----- Given information -----
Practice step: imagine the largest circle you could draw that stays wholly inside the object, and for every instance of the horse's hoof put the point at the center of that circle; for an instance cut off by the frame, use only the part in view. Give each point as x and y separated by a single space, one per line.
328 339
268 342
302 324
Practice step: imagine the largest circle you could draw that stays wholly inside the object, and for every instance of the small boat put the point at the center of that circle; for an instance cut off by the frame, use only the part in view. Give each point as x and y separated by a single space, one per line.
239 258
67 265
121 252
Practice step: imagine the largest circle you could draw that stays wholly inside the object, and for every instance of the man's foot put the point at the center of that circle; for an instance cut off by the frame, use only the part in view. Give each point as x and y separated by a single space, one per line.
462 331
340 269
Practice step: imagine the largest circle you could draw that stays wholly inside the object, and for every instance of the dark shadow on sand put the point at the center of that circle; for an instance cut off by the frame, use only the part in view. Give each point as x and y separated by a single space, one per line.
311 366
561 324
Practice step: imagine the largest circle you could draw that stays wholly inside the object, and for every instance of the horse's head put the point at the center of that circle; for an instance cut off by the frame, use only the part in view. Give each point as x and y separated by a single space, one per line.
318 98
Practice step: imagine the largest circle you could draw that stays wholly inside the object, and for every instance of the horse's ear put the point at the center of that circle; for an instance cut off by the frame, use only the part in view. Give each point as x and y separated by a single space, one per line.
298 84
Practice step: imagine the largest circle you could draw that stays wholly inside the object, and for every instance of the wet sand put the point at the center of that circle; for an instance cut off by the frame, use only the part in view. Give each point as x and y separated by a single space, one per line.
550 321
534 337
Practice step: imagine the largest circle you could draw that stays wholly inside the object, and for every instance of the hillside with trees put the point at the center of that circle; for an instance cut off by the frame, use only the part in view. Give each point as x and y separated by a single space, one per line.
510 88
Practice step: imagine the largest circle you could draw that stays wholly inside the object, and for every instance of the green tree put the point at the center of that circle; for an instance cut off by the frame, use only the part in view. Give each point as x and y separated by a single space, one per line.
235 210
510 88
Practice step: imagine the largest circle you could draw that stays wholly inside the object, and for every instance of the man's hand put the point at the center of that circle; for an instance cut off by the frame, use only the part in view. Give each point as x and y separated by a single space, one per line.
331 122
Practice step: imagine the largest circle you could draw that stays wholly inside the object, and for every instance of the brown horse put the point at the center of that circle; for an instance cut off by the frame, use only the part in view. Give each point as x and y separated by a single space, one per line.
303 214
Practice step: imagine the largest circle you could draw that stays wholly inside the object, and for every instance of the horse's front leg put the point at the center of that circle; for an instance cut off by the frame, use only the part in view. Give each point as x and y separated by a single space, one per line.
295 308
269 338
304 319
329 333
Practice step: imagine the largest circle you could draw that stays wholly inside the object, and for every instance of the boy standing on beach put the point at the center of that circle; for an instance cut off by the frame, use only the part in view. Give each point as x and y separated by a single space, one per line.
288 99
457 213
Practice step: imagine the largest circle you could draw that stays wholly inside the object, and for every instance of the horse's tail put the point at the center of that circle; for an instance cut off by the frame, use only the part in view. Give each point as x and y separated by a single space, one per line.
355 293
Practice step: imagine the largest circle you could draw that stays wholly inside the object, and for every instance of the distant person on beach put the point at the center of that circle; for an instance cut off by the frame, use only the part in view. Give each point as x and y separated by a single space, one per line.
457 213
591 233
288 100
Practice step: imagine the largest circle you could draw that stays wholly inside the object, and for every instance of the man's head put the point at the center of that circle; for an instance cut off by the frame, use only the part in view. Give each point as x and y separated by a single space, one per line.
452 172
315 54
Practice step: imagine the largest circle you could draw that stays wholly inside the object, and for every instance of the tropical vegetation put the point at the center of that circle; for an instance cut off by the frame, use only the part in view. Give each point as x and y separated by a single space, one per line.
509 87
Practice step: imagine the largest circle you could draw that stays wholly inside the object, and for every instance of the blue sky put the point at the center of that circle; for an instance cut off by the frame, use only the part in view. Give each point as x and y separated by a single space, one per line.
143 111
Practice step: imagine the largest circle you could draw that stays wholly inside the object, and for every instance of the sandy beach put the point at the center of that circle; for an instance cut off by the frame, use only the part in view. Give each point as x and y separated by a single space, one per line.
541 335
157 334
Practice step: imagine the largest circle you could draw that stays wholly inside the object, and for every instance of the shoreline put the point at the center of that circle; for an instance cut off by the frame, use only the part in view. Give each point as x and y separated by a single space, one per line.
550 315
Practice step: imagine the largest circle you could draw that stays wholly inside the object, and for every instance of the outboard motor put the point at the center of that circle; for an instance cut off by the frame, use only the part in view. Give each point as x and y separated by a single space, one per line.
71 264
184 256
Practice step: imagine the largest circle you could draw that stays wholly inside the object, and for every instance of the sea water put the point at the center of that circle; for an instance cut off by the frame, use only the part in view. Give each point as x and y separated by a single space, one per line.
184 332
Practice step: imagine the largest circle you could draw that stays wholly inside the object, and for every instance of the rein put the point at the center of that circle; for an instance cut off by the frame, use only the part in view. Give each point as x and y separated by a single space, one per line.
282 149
-----
# Problem to work on
The lines above should be duplicated exactly.

# Correct result
Practice step: imagine the largest circle you could draw that stays wholly inside the object, and for every instance of the horse's hoof put the point at the center of that circle; for an instance cut off by the frame, use only the part in view. Give each point as x and y separated by a single space, one per line.
328 339
268 342
302 324
Practice step: imagine the largest circle you could draw that stays wholly inside the object, and for every instance of the small boat put the point at the center of that circle; for an instance cut off by the frame, use only the part in view. Give each point as x and y separated by a single space, one per line.
239 258
67 265
121 252
Practice step: imagine the largest circle you could draw that stays wholly inside the object, and for every instance of the man's foot put the point at the center of that circle; for an instance cut off by the frame, use only the part in view. Give each point as x and y separated by a single space, one per line.
462 331
340 269
Practice step: imagine the largest circle you could draw that stays wholly inside the object, and for every instance of the dark shadow on sand put the point at the center of that circle; for an instance cut off by the frame, use only the part in view. Give each point as x and y separated by a single space, one per line.
311 366
561 324
Practice step: imagine the largest circle you could draw that stays wholly inside the object, and for every instance of the horse's head put the point at the center of that circle; for an instance cut off by the frame, use only the part in view. Give each point as x and y separated by a single space, one per line.
318 98
Practice step: imagine the largest circle you could draw that stays wholly inside the object, and for every instance of the horse's ear put the point at the center of that circle; for an instance cut off by the frame, use only the part in view. Give each point as x and y separated by a single space, one per line.
298 84
Practice step: imagine the largest circle you could draw that stays wholly inside the object, and for every instance of the wet sand put the point at the center of that circle; for an instance cut off by the frame, use only the part in view. Give each point as x and y separated by a single space, one per line.
550 321
534 337
Practice step: imagine the largest circle you could draw that stays wholly inside the object, and for every instance of the hillside with trees put the point at the center of that circle; for an instance cut off by the frame, use only the part in view. Give each point as x and y separated by a single space, one per line.
510 88
Practice step: imagine the largest circle you could draw that stays wholly inside the object, and for every instance of the green tree put the point at the center of that circle; for an instance cut off by the frame, use only the part in view. Give each point as x and y separated by a single space, one per line.
235 210
510 88
Practice step: imagine the largest circle you could draw that stays wholly inside the object, and for every instance of the man's hand put the point at the center of that circle; for an instance cut off by the frame, use only the part in view. Give each point as x and y separated by a single space, one per line.
331 122
Practice step: imagine the largest circle you could draw that stays wholly inside the object, and for every instance of the brown horse put the point at the center of that circle; for an instance cut off by the frame, use only the part in view. Give each point as x and y separated by a single space, one per line.
303 214
Practice step: imagine the largest circle you could draw that stays wholly inside the object, and for every instance of the horse's front leg put the point at the center of that circle; for an instance cut off by the frame, use only the part in view. Give each point as x and y separated by a single space, one per line.
295 308
269 338
304 319
329 333
Practice step: imagine the largest circle you could draw that stays wholly inside the object, and for every instance of the boy standing on beach put the point at the center of that circle; for an instance cut off by the frame, use only the part in view. Give each point as x and y separated by a single space, one per line.
288 99
457 213
Practice step: imagine the largest circle you could draw that stays wholly inside the object, and for every instance of the horse's tail put the point at the center of that circle; for an instance cut off by the frame, use only the part in view. Give each point as x and y separated by a single space, one per line.
355 293
Practice step: imagine the largest circle you could draw that stays wholly inside the object, and for every instance of the distant person on beach put the point at the center of that circle; for an instance cut off by the frame, use only the part in view. Give each point as x and y separated by a single space, one per line.
457 213
591 233
288 100
Practice step: imagine the largest circle you could draw that stays wholly inside the object, and for every instance of the man's head put the point at the center of that circle; for an instance cut off by the frame, use only the part in view. Give each point as x and y separated by a single space, one per line.
452 172
315 54
Practice step: imagine the largest circle you could draw that stays wholly inside the object, and for every instance of the tropical vegetation put the point at the center of that circle; for an instance cut off by the frame, use only the part in view. Give each point as x and y separated by a single space, one per line.
509 87
Practice step: imagine the largest circle you could draw that stays wholly inside the object, and for every instance of the blue sky put the point at the center of that circle; for an instance cut off by the frame, use only the part in view. Give each point as x and y separated by a single space, one per line.
143 111
Practice step: imagine the largest circle you could draw that stays wholly inside the object, and for every instance of the sandy beach put the point at the center of that circle; for an instance cut off by the frame, use only the part in view. Give each point as x and y separated by a single space, one per line.
541 335
157 334
Practice step: imagine the largest circle you could draw that stays wholly inside the object, and for every instance of the shoreline put the point at the center of that circle; for an instance cut off by the frame, use only the part in view. Give each point as x and y separated by a single space, one per line.
550 315
Practice step: imagine the largest circle you could draw that stays wholly inside the object, and for every instance of the outboard motor put the point at the center of that circle; for an instance cut off by the frame, use only the part in view. Give each point as x and y separated by a single space, one per line.
71 264
184 256
Practice step: imagine the largest circle you could draw that stays wholly inside the object, and for every instance of the sea water put the point at the center of that circle; for an instance cut off by the frame, use only the part in view. Give each point as x and y separated by a single space, one per line.
184 332
Practice step: imagine the largest circle you could draw that stays wholly inside the object, and for every instance of the rein put the point at the center of that circle; for an instance cut off by the frame, use only the part in view. Give each point as x and y separated by a single space, one per line.
282 149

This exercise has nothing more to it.